Needless to say, I was very frustrated with the idea of internet dating.
Finally! Anyways, I had one more date lined up and I decided that I would deactivate my profile on this dating site whether she was a keeper or not.
This woman, who we will call Jennifer, showed a lot of promise.
She was very well-spoken, did not drink heavily/carry a badge and gun, actually had a full time job, and did not have any ex-boyfriend issues that I knew of.
Jennifer worked as a veterinary assistant, which I thought was nice because she liked animals.
I had always been a dog person, and I especially liked the big dogs like labs and retrievers, so that became a frequent online topic for us.
She seemed like a down-to-Earth, normal girl and yes, I did see several pictures of her before agreeing to meet.
So we decided to meet and I let her pick the meeting place, since I am such a gentleman and I could really have cared less.
She told me about this really great bar that was in a "decent" part of town (first red flag), had really inexpensive drinks (second red flag), and had karaoke four nights a week (giant red flag with skull and crossbones).
Always one to let curiosity get the best of me, I said, "that sounds great.
" I arrived at the bar she mentioned and immediately noticed two things: first, for a "decent" part of town, there was a substantial amount of gang graffiti and a substantial number of payday loan/check cashing places.
Second, my new truck stuck out like a sore thumb.
Before I could have a second thought about jumping back into the truck and taking off faster than a redneck at a gay bar, a beautiful red-haired woman approached me and introduced herself as Jennifer.
So I decided to stay.
After introductions were made I picked my jaw up off the ground and we walked into the bar.
I had certain expectations based upon the outside appearance of this place as to how the inside should look and they certainly did not disappoint me.
Beyond the obvious fact that there were more tattoos than teeth there, a large middle-aged woman dressed in an outfit designed for someone half her size and half her age was doing karaoke to an obscure country song while two men, who appeared to missing a half dozen fingers and limbs between them, were apparently arguing over who was going to take her home.

*Tasks to complete:*
1/ In the dating story, list each detail about the bar that the narrator calls a red flag.
2/ Transcribe the dating story word for word, everything from "Finally! Anyways, I" down to "lot of promise.".

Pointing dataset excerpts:

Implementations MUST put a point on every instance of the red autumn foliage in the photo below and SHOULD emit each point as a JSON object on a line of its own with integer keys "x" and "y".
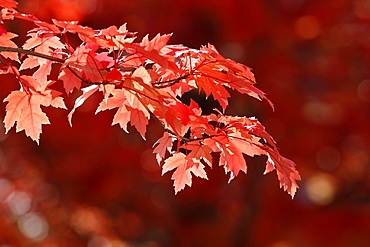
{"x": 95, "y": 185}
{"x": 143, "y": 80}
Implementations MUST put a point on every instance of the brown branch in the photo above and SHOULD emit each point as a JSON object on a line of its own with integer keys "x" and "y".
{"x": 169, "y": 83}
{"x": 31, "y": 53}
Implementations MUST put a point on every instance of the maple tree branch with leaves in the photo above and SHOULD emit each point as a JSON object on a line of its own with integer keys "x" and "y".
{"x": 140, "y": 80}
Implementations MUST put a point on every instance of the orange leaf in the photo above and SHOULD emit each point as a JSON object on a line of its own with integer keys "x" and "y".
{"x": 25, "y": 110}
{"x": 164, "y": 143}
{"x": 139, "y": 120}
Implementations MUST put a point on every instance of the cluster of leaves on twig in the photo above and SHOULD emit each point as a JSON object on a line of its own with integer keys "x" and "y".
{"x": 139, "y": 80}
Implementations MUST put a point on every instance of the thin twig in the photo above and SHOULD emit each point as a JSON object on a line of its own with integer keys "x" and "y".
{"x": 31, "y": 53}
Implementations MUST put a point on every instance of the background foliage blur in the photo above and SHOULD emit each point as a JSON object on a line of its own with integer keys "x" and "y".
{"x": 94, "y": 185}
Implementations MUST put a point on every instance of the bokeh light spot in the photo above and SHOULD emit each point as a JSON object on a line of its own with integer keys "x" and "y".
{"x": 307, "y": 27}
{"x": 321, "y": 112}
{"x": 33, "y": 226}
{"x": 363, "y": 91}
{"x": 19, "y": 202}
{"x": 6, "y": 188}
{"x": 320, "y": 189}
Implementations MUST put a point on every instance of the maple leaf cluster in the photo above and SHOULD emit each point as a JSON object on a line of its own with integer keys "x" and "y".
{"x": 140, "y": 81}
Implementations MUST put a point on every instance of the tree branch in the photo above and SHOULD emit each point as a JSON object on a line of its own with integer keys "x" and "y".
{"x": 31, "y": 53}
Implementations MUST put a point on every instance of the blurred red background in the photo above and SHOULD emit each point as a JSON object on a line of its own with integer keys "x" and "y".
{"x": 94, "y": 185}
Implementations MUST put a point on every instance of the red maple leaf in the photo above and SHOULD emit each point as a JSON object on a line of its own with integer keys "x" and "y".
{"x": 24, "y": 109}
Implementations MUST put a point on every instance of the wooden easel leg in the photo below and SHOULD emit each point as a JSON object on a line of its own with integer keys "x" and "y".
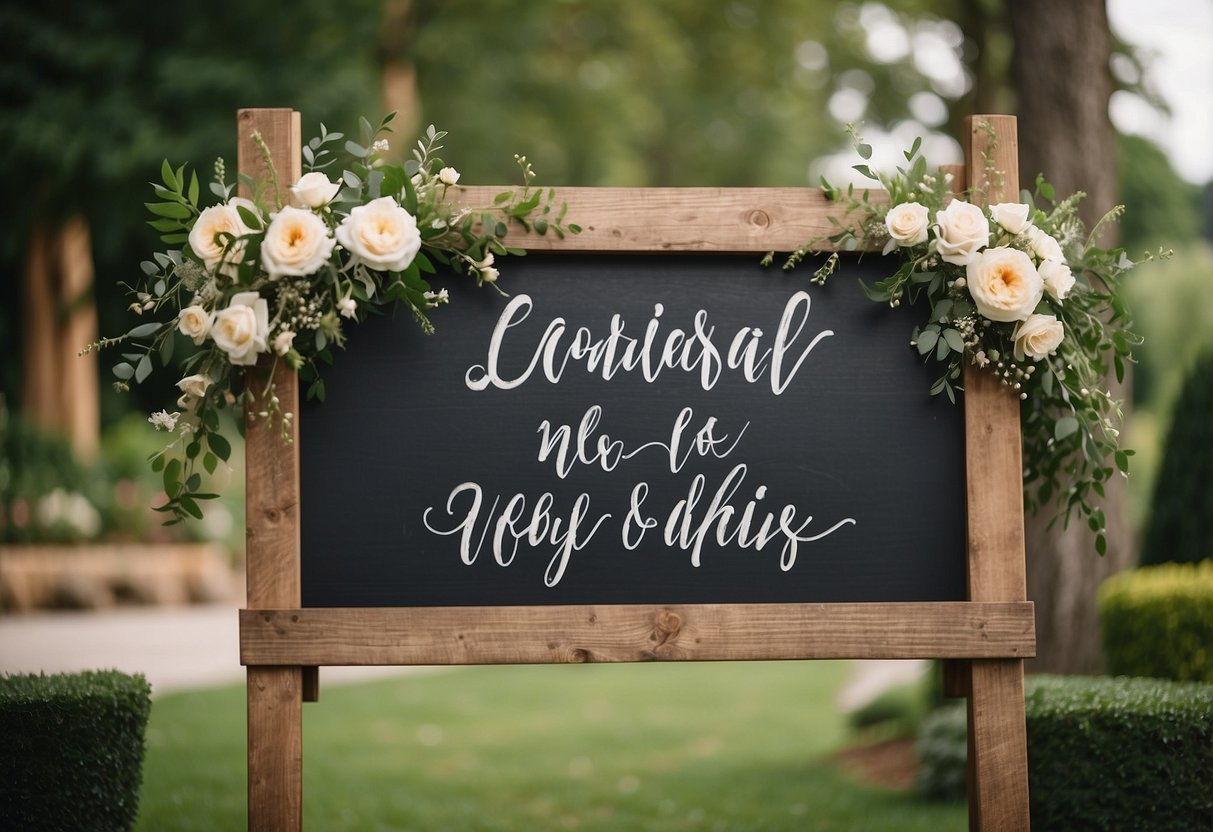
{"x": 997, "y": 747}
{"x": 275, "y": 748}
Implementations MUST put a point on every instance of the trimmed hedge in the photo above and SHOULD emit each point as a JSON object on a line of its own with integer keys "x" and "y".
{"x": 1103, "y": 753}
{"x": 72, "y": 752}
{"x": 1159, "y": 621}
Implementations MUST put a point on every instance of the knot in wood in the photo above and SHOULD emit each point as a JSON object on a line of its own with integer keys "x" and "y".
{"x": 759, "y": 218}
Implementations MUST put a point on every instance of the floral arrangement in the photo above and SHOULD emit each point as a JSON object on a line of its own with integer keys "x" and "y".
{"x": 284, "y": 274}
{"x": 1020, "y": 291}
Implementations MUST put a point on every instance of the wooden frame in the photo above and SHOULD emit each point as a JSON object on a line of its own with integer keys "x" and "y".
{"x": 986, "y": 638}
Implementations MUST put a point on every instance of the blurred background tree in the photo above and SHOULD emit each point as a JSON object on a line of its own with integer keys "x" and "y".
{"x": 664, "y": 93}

*Full answers:*
1/
- It was in a "decent" part of town (first red flag)
- It had really inexpensive drinks (second red flag)
- It had karaoke four nights a week (giant red flag with skull and crossbones)

2/
Finally! Anyways, I had one more date lined up and I decided that I would deactivate my profile on this dating site whether she was a keeper or not.
This woman, who we will call Jennifer, showed a lot of promise.